## begin
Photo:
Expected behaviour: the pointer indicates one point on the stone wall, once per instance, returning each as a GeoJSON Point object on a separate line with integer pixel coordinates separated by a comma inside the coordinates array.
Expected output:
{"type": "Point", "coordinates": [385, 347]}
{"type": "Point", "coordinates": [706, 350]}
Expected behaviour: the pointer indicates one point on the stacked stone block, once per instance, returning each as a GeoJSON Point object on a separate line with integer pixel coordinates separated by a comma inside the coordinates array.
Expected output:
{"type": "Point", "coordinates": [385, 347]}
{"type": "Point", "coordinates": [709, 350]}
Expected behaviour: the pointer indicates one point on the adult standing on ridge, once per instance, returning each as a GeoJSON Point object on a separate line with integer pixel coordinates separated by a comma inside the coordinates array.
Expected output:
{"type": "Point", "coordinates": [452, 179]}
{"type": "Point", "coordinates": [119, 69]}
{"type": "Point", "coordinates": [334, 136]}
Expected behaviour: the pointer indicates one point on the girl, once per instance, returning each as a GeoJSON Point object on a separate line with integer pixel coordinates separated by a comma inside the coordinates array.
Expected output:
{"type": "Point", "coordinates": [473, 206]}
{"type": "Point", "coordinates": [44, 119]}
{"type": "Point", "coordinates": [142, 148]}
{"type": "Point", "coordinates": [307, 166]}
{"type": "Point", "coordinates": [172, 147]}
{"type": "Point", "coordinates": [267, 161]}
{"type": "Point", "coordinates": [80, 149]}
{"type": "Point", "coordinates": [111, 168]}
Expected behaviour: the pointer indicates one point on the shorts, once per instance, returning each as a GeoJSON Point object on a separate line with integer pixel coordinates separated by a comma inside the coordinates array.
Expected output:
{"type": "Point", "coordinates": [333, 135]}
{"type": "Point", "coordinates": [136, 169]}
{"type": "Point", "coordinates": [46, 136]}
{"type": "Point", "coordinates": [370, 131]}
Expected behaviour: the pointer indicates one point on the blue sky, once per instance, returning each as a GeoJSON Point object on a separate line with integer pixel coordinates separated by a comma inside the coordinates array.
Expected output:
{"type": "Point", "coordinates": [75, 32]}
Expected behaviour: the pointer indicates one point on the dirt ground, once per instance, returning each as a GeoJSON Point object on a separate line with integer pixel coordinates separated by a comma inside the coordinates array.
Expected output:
## end
▸ INSTRUCTIONS FOR THE TASK
Rewrite the listing from the line that contains "the girl, once" through its final line, requests included, and shift every coordinate value in the answers up by 55.

▸ WRITTEN ANSWER
Expected behaviour: the pointer indicates one point on the girl, once per instance, returning each as a GeoJSON Point object on a separate line with integer pixel coordinates separated by a comma inside the coordinates array.
Expected output:
{"type": "Point", "coordinates": [528, 261]}
{"type": "Point", "coordinates": [99, 174]}
{"type": "Point", "coordinates": [197, 203]}
{"type": "Point", "coordinates": [362, 221]}
{"type": "Point", "coordinates": [227, 202]}
{"type": "Point", "coordinates": [322, 216]}
{"type": "Point", "coordinates": [135, 204]}
{"type": "Point", "coordinates": [166, 223]}
Expected behaviour: the pointer indicates one point on the shorts, once per instance, returning each as a GeoJSON Point object on a separate line with integer pixel coordinates separated by a comma inside the coordinates array.
Expected output:
{"type": "Point", "coordinates": [388, 190]}
{"type": "Point", "coordinates": [191, 224]}
{"type": "Point", "coordinates": [101, 191]}
{"type": "Point", "coordinates": [425, 186]}
Expected behaviour: the pointer indicates one point on the blue sky, once per instance, returning each as a GeoJSON Point object on a separate line with integer pixel coordinates separated by a comma inside the coordinates array.
Expected output:
{"type": "Point", "coordinates": [130, 87]}
Expected behaviour: the pointer indicates one point on the dirt ground, once per instance, returning each as a GeoJSON Point object on a separate line with integer pixel coordinates separated by a comma inside the coordinates array.
Expected output:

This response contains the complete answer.